··· Extracted material

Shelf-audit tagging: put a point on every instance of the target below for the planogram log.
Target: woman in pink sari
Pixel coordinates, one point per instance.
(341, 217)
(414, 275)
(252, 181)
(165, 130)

······

What is needed is an exact copy of the lines from the one holding "Target: woman in pink sari" through the final line of the material.

Target: woman in pink sari
Pixel coordinates, one point per instance.
(341, 217)
(414, 275)
(252, 181)
(165, 130)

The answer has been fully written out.